== DATA SHOWN ==

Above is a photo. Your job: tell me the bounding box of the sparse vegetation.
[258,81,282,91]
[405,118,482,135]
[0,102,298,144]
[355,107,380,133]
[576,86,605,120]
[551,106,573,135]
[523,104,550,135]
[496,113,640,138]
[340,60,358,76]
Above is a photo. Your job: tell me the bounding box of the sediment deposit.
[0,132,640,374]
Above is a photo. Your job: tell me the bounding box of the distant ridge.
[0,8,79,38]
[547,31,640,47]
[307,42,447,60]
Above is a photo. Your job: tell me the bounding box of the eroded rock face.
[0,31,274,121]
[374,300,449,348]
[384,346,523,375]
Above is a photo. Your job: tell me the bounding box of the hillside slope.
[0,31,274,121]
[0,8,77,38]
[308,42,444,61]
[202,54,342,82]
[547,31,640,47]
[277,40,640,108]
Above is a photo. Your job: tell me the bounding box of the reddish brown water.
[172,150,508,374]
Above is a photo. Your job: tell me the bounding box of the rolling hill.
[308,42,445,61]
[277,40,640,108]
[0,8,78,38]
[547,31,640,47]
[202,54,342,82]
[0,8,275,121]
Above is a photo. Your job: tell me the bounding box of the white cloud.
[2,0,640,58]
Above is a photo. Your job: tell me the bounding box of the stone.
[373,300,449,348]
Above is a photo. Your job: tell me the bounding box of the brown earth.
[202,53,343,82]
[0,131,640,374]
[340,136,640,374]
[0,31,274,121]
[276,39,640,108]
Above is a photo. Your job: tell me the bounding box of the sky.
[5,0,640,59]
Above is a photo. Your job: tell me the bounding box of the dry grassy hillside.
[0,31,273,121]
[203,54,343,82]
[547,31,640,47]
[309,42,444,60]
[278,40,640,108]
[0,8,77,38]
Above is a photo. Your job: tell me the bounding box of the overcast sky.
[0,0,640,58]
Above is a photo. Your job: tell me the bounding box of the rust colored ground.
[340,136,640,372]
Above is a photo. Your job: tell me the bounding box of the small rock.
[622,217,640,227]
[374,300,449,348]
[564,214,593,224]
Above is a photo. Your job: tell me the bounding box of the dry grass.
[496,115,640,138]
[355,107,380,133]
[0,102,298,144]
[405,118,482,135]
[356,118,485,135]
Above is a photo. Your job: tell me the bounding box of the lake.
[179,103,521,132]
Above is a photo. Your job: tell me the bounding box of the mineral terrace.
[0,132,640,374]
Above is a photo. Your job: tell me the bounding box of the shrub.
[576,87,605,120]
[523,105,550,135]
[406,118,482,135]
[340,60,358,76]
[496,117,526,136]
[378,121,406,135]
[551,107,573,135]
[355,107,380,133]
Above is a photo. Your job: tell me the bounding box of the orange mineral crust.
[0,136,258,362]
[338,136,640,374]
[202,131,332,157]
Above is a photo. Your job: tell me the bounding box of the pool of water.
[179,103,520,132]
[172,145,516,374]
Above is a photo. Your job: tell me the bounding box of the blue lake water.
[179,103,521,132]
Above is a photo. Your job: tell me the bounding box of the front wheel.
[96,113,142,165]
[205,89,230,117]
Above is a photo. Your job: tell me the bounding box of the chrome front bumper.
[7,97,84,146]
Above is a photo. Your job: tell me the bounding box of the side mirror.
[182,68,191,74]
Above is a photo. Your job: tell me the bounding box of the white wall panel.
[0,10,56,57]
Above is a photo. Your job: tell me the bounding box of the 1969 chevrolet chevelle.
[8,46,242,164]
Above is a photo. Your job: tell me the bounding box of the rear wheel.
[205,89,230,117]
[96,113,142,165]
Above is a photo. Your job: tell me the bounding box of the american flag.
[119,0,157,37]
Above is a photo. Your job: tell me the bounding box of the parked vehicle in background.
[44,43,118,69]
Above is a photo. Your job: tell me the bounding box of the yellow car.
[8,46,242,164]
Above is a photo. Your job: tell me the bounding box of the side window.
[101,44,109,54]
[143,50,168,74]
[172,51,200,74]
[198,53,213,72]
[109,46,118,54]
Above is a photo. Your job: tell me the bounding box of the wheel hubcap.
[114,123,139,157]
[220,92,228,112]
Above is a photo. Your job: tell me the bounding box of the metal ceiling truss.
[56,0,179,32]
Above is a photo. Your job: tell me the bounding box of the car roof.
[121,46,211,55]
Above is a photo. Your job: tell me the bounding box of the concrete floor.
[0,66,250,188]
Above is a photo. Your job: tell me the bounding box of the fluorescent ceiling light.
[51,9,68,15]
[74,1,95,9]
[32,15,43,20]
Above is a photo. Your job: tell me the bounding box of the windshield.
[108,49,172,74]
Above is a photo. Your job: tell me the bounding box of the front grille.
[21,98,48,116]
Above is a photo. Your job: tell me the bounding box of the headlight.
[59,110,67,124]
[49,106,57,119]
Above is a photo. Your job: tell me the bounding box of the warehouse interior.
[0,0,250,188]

===

> SHORT PROBLEM: Reproduce all of the records above line for line, with no changes.

> TASK RESULT:
Above is a photo. Your job: tell me the bounding box of the sparse vegetation.
[258,81,282,91]
[405,118,482,135]
[0,102,298,144]
[355,107,380,133]
[576,86,605,120]
[551,106,573,135]
[523,104,550,135]
[496,113,640,138]
[340,60,358,76]
Above is a photo. Your job: tell me the bounding box of the sediment deposit.
[0,132,640,374]
Above is a photo. Your job: tell me the bounding box of the distant ridge.
[0,8,79,38]
[547,31,640,47]
[307,42,447,60]
Above is a photo. Your job: tell me the bounding box of the eroded rock face.
[0,31,274,121]
[374,300,449,348]
[384,346,523,375]
Above is a photo. Your job: tell me the bounding box of the hillside slope.
[0,31,274,121]
[0,8,77,38]
[308,42,444,61]
[202,54,342,82]
[547,31,640,47]
[277,40,640,108]
Above is a photo. Your job: tell me the bounding box of the reddish brown water.
[172,150,508,374]
Above is a photo. Your job: tell me the bounding box of the rolling hill.
[308,42,445,61]
[277,40,640,108]
[0,8,78,38]
[547,31,640,47]
[202,54,342,82]
[0,8,275,121]
Above is a photo. Your job: tell me the bounding box of the white cloud.
[2,0,640,58]
Above is a photo. Your job: tell me the bounding box of the stone.
[373,300,449,348]
Above is a photo. Your job: tell me the bounding box of the brown earth.
[202,53,343,82]
[0,131,640,374]
[340,136,640,374]
[0,31,274,121]
[276,39,640,108]
Above is a photo. Your job: tell me the bounding box of the sky.
[5,0,640,59]
Above is a photo. Your job: tell me the bounding box of the dry grassy hillside.
[0,31,273,121]
[203,54,343,82]
[547,31,640,47]
[309,42,444,60]
[278,40,640,108]
[0,8,77,38]
Above is a photo. Your job: tell me the bounding box of the overcast sky.
[0,0,640,58]
Above is a photo. Your job: tell me the bounding box of the rust colored ground.
[340,136,640,372]
Above is a photo. Your job: tell me the bounding box of the small rock.
[622,217,640,227]
[374,300,449,348]
[564,214,593,224]
Above is a photo. Your job: tell me the bounding box of the dry grass.
[496,115,640,138]
[355,107,380,133]
[0,102,298,144]
[405,118,482,135]
[356,118,485,135]
Above is a photo. Your job: tell me the bounding box of the lake.
[179,103,521,132]
Above is a photo. Your job: tell me the bounding box of the mineral terrace.
[0,132,640,374]
Above is a photo. Your job: tell me the bounding box of the shrub.
[576,87,605,120]
[523,105,550,135]
[406,118,482,135]
[340,60,358,76]
[496,117,526,136]
[378,121,406,135]
[551,107,573,135]
[355,107,380,133]
Above is a photo. Your job: tell me the bounding box of the orange mineral crust.
[0,136,258,362]
[338,136,640,374]
[202,131,332,157]
Above is a photo. Your job: tell me the bounding box of the pool of water.
[179,103,520,132]
[172,145,516,374]
Above is a photo. Your job: tell me the bounding box of the blue lake water.
[179,103,521,132]
Above is a photo. Your job: tell me the bounding box of the front wheel.
[96,113,142,165]
[205,89,230,117]
Above is a photo. Your job: tell me the bounding box of the chrome front bumper.
[7,97,84,146]
Above is a photo. Your job: tell me the bounding box of the side mirror.
[182,68,191,74]
Above is a photo. Your job: tell me the bounding box of the white wall panel.
[0,10,56,57]
Above is a photo. Your job: tell me the bounding box of the 1969 chevrolet chevelle.
[8,46,242,164]
Above is a photo. Your job: tell me the bounding box of the rear wheel.
[205,89,230,117]
[96,113,142,165]
Above is a photo. Your job: tell me the bounding box of the american flag.
[119,0,157,37]
Above is a photo. Your job: tell me the bounding box of the parked vehicle in background.
[44,43,118,69]
Above is a photo. Your job: tell me the bounding box of the yellow car.
[8,46,242,164]
Above is a photo. Your job: tell me the bounding box of the side window.
[101,44,109,54]
[143,50,168,74]
[172,51,200,74]
[198,53,213,72]
[109,46,118,54]
Above is a photo. Your job: tell me the bounding box of the wheel hubcap.
[114,123,139,157]
[220,92,228,112]
Above is a photo. Your job: tell me the bounding box of the metal ceiling truss.
[56,0,179,32]
Above is a photo. Your job: tell me the bounding box of the car roof.
[121,46,211,55]
Above is a photo. Your job: tell me the bounding box of the concrete floor.
[0,66,250,188]
Above is a photo. Your job: tell me the bounding box of the fluorescent ceiling light.
[51,9,68,15]
[74,1,95,9]
[32,15,43,20]
Above is a photo. Your job: tell me the bounding box of the windshield.
[108,49,172,74]
Above is a photo. Your job: tell me the bounding box of the front grille.
[21,98,48,116]
Above is a photo. Your job: tell me the bounding box of the headlight.
[59,110,67,124]
[49,106,57,119]
Above is a photo. Your job: tell me the bounding box of the warehouse interior.
[0,0,250,188]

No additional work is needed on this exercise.